* Brief *
Please return every line of the items below, copied exactly with no changes.

Items from a labeling collection:
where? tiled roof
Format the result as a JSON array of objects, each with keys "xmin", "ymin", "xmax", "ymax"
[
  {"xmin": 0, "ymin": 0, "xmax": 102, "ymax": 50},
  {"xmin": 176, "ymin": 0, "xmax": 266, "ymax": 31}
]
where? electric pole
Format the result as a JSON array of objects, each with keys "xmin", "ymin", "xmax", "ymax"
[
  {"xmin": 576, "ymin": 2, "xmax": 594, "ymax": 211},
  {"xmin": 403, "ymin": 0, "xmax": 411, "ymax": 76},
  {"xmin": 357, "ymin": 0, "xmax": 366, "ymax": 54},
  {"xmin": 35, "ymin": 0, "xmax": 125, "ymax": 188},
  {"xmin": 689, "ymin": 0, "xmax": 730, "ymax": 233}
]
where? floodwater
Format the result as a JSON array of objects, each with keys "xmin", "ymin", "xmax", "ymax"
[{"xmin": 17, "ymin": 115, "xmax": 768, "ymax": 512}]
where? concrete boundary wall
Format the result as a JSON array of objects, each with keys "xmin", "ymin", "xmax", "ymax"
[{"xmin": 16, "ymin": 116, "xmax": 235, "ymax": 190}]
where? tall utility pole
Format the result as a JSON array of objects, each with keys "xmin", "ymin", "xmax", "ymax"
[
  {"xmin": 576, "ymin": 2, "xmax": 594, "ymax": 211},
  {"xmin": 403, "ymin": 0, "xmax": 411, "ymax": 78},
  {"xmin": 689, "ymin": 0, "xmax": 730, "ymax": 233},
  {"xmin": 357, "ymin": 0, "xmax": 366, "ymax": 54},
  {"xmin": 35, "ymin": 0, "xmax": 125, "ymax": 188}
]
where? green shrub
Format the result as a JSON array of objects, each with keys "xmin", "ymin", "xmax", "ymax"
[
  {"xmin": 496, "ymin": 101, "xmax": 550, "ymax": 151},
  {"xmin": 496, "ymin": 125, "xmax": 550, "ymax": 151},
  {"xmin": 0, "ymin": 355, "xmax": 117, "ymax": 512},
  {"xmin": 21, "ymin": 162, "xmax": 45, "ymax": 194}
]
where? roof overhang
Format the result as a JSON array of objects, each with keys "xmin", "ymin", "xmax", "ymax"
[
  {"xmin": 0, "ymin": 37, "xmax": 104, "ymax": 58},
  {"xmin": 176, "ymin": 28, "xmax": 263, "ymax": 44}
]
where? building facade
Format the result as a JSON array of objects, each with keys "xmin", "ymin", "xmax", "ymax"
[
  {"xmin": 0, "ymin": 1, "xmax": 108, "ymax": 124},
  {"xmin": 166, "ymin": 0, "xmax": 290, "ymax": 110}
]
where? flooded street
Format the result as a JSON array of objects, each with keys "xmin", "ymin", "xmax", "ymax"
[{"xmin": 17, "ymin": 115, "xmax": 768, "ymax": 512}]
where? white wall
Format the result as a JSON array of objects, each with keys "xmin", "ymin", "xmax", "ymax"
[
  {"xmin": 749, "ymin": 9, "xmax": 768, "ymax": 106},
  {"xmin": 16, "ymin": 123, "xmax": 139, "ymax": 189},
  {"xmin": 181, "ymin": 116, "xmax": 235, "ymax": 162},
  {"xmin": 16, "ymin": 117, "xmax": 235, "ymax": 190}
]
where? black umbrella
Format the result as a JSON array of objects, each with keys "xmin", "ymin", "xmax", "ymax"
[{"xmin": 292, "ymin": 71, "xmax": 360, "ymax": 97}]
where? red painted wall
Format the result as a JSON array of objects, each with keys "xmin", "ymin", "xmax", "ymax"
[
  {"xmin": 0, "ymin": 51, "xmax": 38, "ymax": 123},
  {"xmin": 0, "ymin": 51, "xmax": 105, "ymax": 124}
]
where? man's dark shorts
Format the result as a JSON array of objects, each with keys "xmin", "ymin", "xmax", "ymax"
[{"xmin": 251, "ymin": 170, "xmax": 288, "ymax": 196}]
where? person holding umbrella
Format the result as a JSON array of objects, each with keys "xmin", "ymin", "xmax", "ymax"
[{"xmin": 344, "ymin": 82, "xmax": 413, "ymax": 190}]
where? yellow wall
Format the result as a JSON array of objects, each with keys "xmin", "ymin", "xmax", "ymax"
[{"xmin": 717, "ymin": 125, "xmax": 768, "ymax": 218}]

* Task output *
where? tiled roof
Format the result as a JSON array of objects, each with keys "xmin", "ymin", "xmax", "ymax"
[
  {"xmin": 0, "ymin": 0, "xmax": 102, "ymax": 50},
  {"xmin": 176, "ymin": 0, "xmax": 266, "ymax": 31}
]
where? electric pole
Format the result as a JSON array of objects, each with keys "xmin", "ymin", "xmax", "ymax"
[
  {"xmin": 576, "ymin": 2, "xmax": 594, "ymax": 211},
  {"xmin": 403, "ymin": 0, "xmax": 411, "ymax": 76},
  {"xmin": 357, "ymin": 0, "xmax": 366, "ymax": 54},
  {"xmin": 35, "ymin": 0, "xmax": 125, "ymax": 188},
  {"xmin": 689, "ymin": 0, "xmax": 730, "ymax": 233}
]
where? floodwater
Format the result as a JSON array of objects, each with keys "xmin", "ymin", "xmax", "ymax"
[{"xmin": 17, "ymin": 115, "xmax": 768, "ymax": 512}]
where? concrete boundary wall
Format the result as a JSON array of objects, each with keys "xmin", "ymin", "xmax", "ymax"
[{"xmin": 16, "ymin": 116, "xmax": 235, "ymax": 190}]
where? tall utility pole
Format the result as a JSON array of objects, each with keys "xmin", "ymin", "xmax", "ymax"
[
  {"xmin": 576, "ymin": 2, "xmax": 594, "ymax": 211},
  {"xmin": 403, "ymin": 0, "xmax": 411, "ymax": 78},
  {"xmin": 689, "ymin": 0, "xmax": 730, "ymax": 233},
  {"xmin": 357, "ymin": 0, "xmax": 366, "ymax": 54},
  {"xmin": 35, "ymin": 0, "xmax": 125, "ymax": 188}
]
where? green shrub
Format the result as a JSON array of objects, each with keys "xmin", "ymin", "xmax", "ymax"
[
  {"xmin": 496, "ymin": 101, "xmax": 550, "ymax": 151},
  {"xmin": 496, "ymin": 125, "xmax": 550, "ymax": 151},
  {"xmin": 0, "ymin": 355, "xmax": 117, "ymax": 512},
  {"xmin": 21, "ymin": 162, "xmax": 45, "ymax": 194}
]
where? roof overhang
Format the result as a JSON array of objects, each with keys "xmin", "ymin", "xmax", "ymax"
[
  {"xmin": 0, "ymin": 37, "xmax": 104, "ymax": 58},
  {"xmin": 176, "ymin": 28, "xmax": 263, "ymax": 44}
]
where? building facade
Format the result as a JSON array of objects, each with keys "xmin", "ymin", "xmax", "ymax"
[
  {"xmin": 0, "ymin": 1, "xmax": 108, "ymax": 124},
  {"xmin": 166, "ymin": 0, "xmax": 290, "ymax": 110}
]
where? flooded street
Format the result as a JSON array of objects, each with keys "xmin", "ymin", "xmax", "ymax"
[{"xmin": 17, "ymin": 115, "xmax": 768, "ymax": 512}]
where? white wall
Format the result as a JSON array of objects, each with keys "xmin", "ymin", "xmax", "ymax"
[
  {"xmin": 749, "ymin": 9, "xmax": 768, "ymax": 106},
  {"xmin": 16, "ymin": 123, "xmax": 139, "ymax": 189},
  {"xmin": 181, "ymin": 116, "xmax": 235, "ymax": 162},
  {"xmin": 16, "ymin": 117, "xmax": 235, "ymax": 190}
]
where? black umbrella
Format the result as a JSON array of objects, each with keys "xmin", "ymin", "xmax", "ymax"
[{"xmin": 292, "ymin": 71, "xmax": 360, "ymax": 97}]
where? red painted wall
Format the result as a JSON array of objects, each with keys "xmin", "ymin", "xmax", "ymax"
[
  {"xmin": 0, "ymin": 51, "xmax": 38, "ymax": 123},
  {"xmin": 0, "ymin": 51, "xmax": 105, "ymax": 124}
]
where? man's dark shorts
Format the result as a JSON array of objects, each with keys "xmin", "ymin", "xmax", "ymax"
[{"xmin": 251, "ymin": 170, "xmax": 288, "ymax": 196}]
where? person holding umbrella
Format the result as a JSON array of objects, each with keys "xmin", "ymin", "xmax", "ymax"
[{"xmin": 344, "ymin": 82, "xmax": 413, "ymax": 190}]
where? yellow wall
Format the result as a JSON array of objects, each with keys "xmin", "ymin", "xmax", "ymax"
[{"xmin": 717, "ymin": 125, "xmax": 768, "ymax": 218}]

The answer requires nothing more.